> **TEXTO FORNECIDO**:
Conselho Federal da OAB afasta a possibilidade de inversão do ônus da prova em processo ético-disciplinar

O Órgão Especial do Conselho Federal da OAB decidiu que nos processos ético-disciplinares não se aplica a técnica da inversão do ônus da prova, como previsto, por exemplo, no Código de Processo Civil (art. 373, II). A decisão foi tomada no julgamento do Recurso n. 25.0000.2021.000104-7/OEP, na sessão do dia 18 passado.

No caso, uma advogada foi acusada de ter sido contratada para interpor recurso administrativo em face de multa de trânsito aplicada ao cliente, sendo pagos honorários advocatícios parciais de R$ 600,00. No entanto, não teria havido a prestação dos serviços profissionais contratados, nem a devolução dos honorários parciais adiantados.

Síldilon Maia Thomaz do Nascimento

A advogada foi então condenada pela Ordem dos Advogados do Brasil de São Paulo (OAB-SP) por locupletamento e outras infrações disciplinares (art. 34, IX, XX e XXI, Lei 8906/1994) à suspensão do exercício profissional pelo prazo de 60 dias e multa de 1 anuidade.

Ao recorrer para o Conselho Federal da OAB, a advogada alegou que a contratação teria a finalidade de uma simples consulta e análise do caso, não havendo a obrigatoriedade de interposição de recurso administrativo pretendido pelo cliente.

Ao julgar o recurso, a 2ª Turma da 2ª Câmara do Conselho Federal da OAB manteve a condenação ao fundamento de que competiria à advogada comprovar que a contratação se deu na forma alegada, qual seja, que os honorários pagos eram apenas para consulta e análise do caso e não para a interposição de recuso administrativo, já que não havia a existência de contrato escrito, acarretando a inversão do ônus da prova.

> **INSTRUÇÕES**:
1. Reproduza fielmente o trecho do texto que começa em "Síldilon Maia Thomaz" e prossegue até "de 1 anuidade.".
2. Resuma o texto em duas frases.
As entradas abaixo constituem material à parte, independente do texto.

> **DADOS**:
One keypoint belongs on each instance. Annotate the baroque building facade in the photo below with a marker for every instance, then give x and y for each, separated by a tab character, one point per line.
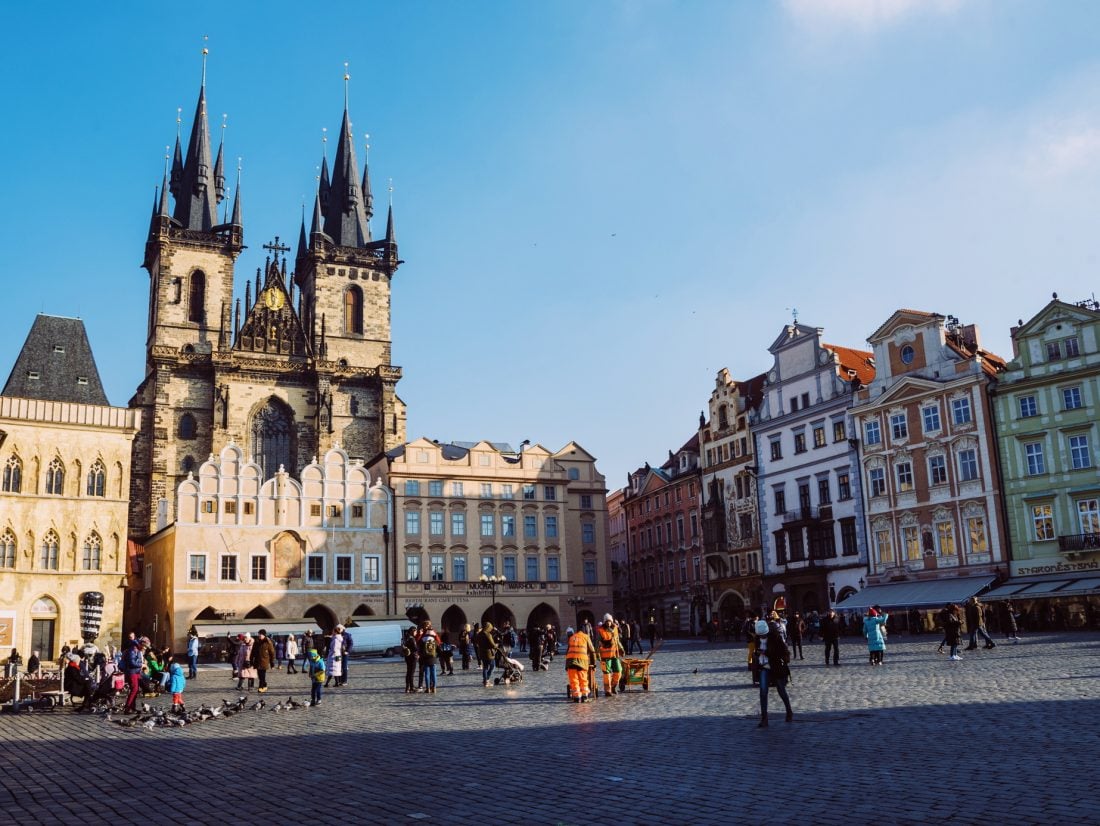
303	365
928	460
810	503
668	584
1047	413
64	493
484	532
730	518
249	551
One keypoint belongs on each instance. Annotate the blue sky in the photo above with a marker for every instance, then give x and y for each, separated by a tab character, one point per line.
600	204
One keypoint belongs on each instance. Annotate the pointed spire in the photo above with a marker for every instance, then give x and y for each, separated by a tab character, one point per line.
237	197
219	166
345	220
196	204
177	158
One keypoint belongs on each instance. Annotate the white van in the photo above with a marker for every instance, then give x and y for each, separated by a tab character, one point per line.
382	635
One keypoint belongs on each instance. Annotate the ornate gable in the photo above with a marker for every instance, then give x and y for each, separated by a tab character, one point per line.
272	326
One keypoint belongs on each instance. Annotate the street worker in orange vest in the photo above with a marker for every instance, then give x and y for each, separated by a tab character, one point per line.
611	653
580	657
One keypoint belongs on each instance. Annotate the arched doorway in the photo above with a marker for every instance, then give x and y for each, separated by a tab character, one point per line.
323	617
273	438
541	616
498	614
44	627
453	620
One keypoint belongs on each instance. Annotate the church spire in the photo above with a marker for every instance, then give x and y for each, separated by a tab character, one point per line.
196	205
345	211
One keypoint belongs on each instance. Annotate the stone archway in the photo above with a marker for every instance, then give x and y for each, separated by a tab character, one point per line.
541	616
453	620
498	615
323	616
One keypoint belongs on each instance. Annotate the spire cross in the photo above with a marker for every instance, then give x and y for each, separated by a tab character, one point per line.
276	246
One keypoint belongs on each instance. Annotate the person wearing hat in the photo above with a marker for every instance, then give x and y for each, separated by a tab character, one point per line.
263	658
611	653
873	625
772	665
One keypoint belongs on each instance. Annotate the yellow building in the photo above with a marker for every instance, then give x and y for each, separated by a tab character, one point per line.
468	510
248	552
64	493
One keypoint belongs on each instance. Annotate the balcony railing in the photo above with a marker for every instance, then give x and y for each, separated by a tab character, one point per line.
1079	542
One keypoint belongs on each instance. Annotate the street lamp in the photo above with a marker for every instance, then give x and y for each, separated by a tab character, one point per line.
493	581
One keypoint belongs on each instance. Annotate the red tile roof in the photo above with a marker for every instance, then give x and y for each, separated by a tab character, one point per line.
860	362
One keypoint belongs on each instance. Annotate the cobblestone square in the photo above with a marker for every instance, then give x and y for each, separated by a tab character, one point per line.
1008	736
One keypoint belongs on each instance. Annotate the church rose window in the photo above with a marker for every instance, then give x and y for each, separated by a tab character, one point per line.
272	428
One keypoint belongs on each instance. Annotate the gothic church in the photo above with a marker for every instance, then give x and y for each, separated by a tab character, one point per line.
301	366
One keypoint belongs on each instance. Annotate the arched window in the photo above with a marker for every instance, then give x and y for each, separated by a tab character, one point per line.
8	549
353	309
51	546
187	427
97	480
55	478
196	298
13	475
272	438
92	552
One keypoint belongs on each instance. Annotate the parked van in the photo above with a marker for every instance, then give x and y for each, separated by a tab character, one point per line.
377	635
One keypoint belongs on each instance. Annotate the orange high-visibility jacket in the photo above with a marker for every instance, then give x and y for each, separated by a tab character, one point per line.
580	653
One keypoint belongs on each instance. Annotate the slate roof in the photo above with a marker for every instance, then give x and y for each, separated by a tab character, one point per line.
56	364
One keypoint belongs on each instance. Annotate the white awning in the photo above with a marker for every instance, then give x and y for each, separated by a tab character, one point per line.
916	594
274	627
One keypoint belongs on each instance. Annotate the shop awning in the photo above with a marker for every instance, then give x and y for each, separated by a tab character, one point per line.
274	627
917	594
1041	588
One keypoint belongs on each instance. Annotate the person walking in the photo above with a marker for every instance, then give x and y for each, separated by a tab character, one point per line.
429	652
486	652
580	658
193	654
263	658
611	653
953	628
831	636
1009	621
873	625
773	665
292	653
409	652
976	624
316	676
794	630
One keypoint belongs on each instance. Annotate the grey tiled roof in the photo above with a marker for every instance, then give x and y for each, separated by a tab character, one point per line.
56	364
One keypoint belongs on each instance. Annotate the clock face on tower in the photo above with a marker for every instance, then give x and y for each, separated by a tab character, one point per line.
273	298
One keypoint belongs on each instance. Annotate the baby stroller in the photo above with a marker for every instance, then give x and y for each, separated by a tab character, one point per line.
512	670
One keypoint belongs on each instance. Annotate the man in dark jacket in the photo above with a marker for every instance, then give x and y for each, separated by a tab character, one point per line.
831	636
976	624
263	658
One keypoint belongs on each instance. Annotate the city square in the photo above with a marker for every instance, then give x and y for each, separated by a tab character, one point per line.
1004	736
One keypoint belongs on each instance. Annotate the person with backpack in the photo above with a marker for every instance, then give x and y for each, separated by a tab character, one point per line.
316	676
409	652
429	650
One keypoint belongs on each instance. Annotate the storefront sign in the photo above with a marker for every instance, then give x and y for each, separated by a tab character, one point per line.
1058	568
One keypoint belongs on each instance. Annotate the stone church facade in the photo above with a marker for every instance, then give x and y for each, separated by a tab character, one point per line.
303	365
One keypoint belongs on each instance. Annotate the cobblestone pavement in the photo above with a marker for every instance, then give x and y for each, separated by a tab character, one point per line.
1007	736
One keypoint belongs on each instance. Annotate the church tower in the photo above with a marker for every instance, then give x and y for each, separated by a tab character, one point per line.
304	365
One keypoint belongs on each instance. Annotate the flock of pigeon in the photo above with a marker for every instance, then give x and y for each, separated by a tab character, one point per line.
151	717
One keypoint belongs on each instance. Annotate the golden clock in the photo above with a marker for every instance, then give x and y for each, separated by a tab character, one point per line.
273	298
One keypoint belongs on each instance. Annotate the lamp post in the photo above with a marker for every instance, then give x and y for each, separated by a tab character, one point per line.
493	582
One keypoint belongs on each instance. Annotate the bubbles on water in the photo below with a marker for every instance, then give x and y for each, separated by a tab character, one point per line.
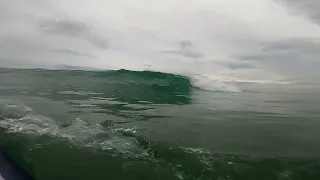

> **RESPOSTAS EM ORDEM**:
1.
Síldilon Maia Thomaz do Nascimento

A advogada foi então condenada pela Ordem dos Advogados do Brasil de São Paulo (OAB-SP) por locupletamento e outras infrações disciplinares (art. 34, IX, XX e XXI, Lei 8906/1994) à suspensão do exercício profissional pelo prazo de 60 dias e multa de 1 anuidade.

2. O Órgão Especial do Conselho Federal da OAB decidiu, no julgamento do Recurso n. 25.0000.2021.000104-7/OEP, que a técnica da inversão do ônus da prova não se aplica aos processos ético-disciplinares. No caso, uma advogada acusada de não prestar os serviços contratados para recorrer de multa de trânsito nem devolver os R$ 600,00 de honorários parciais foi condenada pela OAB-SP à suspensão por 60 dias e multa de 1 anuidade, condenação que a 2ª Turma da 2ª Câmara manteve com base na inversão do ônus da prova, por falta de contrato escrito.